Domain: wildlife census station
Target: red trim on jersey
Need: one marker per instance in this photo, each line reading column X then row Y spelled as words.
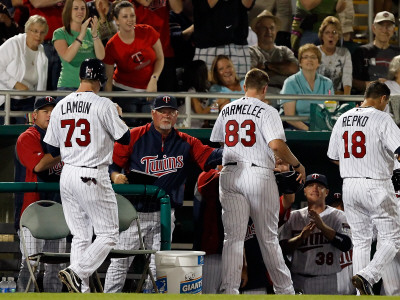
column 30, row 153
...
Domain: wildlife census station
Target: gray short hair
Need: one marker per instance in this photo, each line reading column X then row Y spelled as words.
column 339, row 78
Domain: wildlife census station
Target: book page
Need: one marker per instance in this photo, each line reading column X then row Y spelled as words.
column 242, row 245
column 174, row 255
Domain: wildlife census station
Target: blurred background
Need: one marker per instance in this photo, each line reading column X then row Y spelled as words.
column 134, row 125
---
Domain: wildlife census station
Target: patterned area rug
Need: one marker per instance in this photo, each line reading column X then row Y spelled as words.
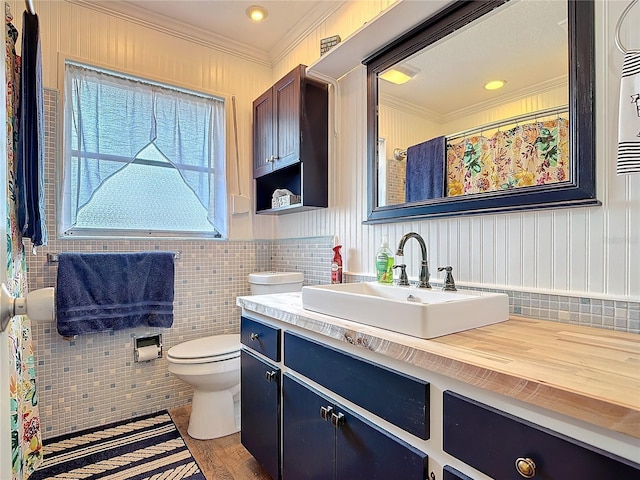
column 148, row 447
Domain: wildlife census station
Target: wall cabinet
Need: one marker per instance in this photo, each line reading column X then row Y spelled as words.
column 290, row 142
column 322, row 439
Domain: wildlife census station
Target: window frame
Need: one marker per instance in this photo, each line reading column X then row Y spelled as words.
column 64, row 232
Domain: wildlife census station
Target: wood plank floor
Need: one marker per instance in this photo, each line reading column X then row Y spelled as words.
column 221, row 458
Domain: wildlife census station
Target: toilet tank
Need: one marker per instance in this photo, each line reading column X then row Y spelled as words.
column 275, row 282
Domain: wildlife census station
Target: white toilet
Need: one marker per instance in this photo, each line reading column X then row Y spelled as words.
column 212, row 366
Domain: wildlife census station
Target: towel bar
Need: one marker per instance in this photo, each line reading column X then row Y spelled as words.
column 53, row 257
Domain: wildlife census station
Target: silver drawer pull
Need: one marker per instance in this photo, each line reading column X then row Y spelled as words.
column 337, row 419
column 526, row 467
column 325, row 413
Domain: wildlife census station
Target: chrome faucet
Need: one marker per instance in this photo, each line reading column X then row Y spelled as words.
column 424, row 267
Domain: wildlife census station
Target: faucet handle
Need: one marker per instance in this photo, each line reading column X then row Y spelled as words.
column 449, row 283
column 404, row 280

Required work:
Check every line in the entries for the word "toilet". State how many have it, with no other text.

Answer for the task:
2